WHAT TO DO =
How many lines of the entries below contain the word "patterned"? Reply with the number alone.

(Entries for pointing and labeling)
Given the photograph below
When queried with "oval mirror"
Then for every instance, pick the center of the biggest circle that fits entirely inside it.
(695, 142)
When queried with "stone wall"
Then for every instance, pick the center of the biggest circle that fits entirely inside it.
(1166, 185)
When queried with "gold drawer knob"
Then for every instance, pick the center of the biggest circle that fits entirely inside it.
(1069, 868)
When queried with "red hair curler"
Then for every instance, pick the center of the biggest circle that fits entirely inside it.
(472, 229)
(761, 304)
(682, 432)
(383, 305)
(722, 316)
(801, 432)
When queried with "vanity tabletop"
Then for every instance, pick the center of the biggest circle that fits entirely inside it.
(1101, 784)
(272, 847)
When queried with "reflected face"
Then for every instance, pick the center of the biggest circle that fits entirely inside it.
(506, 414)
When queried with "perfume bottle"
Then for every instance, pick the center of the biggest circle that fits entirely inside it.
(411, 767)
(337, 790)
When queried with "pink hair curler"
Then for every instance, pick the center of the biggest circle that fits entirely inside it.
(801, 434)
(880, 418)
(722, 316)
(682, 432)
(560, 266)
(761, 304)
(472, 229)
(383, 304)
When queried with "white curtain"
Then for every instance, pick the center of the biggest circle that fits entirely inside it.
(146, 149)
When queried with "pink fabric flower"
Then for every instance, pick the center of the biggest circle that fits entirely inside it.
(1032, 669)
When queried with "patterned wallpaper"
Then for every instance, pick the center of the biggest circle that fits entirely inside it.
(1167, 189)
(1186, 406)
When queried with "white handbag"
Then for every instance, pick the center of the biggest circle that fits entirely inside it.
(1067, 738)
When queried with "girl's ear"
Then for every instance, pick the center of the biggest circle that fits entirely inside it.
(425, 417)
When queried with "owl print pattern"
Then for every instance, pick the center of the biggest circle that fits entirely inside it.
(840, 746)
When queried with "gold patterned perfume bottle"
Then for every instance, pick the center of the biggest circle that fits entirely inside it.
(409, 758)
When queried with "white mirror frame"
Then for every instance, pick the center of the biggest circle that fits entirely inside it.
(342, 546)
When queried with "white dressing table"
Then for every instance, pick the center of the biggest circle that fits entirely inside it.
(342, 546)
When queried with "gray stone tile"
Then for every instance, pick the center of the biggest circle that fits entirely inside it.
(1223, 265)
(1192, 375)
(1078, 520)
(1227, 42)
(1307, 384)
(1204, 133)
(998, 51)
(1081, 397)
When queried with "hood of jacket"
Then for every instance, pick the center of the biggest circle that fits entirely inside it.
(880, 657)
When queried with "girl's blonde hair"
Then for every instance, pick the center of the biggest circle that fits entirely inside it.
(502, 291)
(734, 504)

WORKED ANSWER =
2